(Extracted data entries)
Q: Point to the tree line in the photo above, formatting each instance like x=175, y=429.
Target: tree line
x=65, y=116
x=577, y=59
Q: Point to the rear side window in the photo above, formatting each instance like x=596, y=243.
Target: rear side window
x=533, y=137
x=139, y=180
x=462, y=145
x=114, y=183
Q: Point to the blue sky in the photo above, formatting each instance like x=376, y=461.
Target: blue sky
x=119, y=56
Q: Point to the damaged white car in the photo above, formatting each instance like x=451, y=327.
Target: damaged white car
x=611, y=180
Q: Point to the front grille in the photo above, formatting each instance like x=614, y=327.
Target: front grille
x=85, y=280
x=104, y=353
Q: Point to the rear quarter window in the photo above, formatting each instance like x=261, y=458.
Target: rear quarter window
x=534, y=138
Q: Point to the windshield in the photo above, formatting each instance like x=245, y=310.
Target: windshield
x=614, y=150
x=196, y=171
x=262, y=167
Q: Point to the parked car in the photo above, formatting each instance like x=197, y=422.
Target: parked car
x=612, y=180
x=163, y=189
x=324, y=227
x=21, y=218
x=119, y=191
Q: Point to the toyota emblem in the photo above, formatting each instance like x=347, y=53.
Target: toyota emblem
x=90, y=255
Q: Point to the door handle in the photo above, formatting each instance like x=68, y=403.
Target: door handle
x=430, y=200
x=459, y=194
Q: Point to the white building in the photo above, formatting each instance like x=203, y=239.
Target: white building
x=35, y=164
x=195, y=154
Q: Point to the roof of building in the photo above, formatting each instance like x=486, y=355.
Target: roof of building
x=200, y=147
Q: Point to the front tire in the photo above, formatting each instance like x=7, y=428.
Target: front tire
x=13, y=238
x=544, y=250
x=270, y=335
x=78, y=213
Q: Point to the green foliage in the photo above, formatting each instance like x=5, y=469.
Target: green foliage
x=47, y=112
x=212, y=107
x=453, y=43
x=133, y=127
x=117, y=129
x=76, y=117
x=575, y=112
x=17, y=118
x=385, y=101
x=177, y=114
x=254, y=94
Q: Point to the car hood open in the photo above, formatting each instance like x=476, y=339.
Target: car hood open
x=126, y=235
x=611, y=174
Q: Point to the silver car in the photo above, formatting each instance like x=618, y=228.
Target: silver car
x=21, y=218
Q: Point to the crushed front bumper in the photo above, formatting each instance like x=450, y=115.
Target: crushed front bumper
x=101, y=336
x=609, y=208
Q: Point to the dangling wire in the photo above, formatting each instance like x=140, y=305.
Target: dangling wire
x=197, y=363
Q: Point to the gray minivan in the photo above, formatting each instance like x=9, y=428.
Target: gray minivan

**What you will do**
Copy the entries exactly as they appear.

**Answer section**
Q: Point to the tree line in the photo above, formatting each instance like x=175, y=429.
Target: tree line
x=65, y=116
x=577, y=59
Q: Point to the rear side window in the photo above, formatting each instance like x=596, y=243.
Target: rear side window
x=533, y=137
x=139, y=180
x=462, y=145
x=114, y=183
Q: Point to the blue sky in the photo above, formatting each instance like x=376, y=461.
Target: blue sky
x=119, y=56
Q: Point to the damaged white car in the photo above, formatting each instance like x=451, y=327.
Target: damaged white car
x=611, y=180
Q: Point to the front grille in the photo above, formatting each instance like x=614, y=327.
Target: front grille
x=85, y=280
x=104, y=353
Q: Point to the rear quarter window in the photo above, formatting each instance like x=261, y=458.
Target: rear quarter window
x=534, y=138
Q: Point to the windshield in the photo above, formatting each instance like x=245, y=310.
Target: windshield
x=614, y=150
x=196, y=171
x=262, y=167
Q: Point to the parked car in the photo above, formatting each instance like x=197, y=422.
Target: parked car
x=612, y=180
x=163, y=189
x=324, y=227
x=21, y=218
x=119, y=191
Q: Point to the toyota emblem in the photo above, formatting each instance like x=347, y=53.
Target: toyota emblem
x=90, y=255
Q: Point to the door handle in the photo above, formatting each instance like x=68, y=403.
Target: door handle
x=430, y=200
x=459, y=194
Q: Point to the white building in the photo above, formatting each instance like x=203, y=239.
Target: white building
x=35, y=164
x=195, y=154
Q: Point to the roof of building in the photo above, formatting each instance like x=486, y=355.
Target: roof of building
x=200, y=147
Q: Point to the front tire in the photo above, formatting each instance like x=7, y=428.
Target: front tire
x=13, y=238
x=544, y=250
x=270, y=335
x=78, y=213
Q: Point to the green foliage in the photo above, formatting each instance like x=5, y=469.
Target: green foliage
x=47, y=112
x=212, y=107
x=453, y=43
x=133, y=127
x=117, y=129
x=76, y=117
x=575, y=112
x=17, y=118
x=385, y=101
x=177, y=114
x=254, y=94
Q: Point to the car hood open in the photo above, formatting each instance like x=476, y=339.
Target: car hood open
x=126, y=235
x=611, y=174
Q: Point to the silver car in the photo above, formatting each instance like x=618, y=228.
Target: silver car
x=21, y=218
Q: Point to the crushed front bumper in the photo above, formatting each instance like x=450, y=115.
Target: crushed front bumper
x=101, y=336
x=609, y=208
Q: Point to the dangling wire in the photo above, formatting each instance like x=140, y=305.
Target: dangling wire
x=197, y=363
Q: Point to the gray minivan in the photo above, formatting each instance like x=9, y=428.
Target: gray minivan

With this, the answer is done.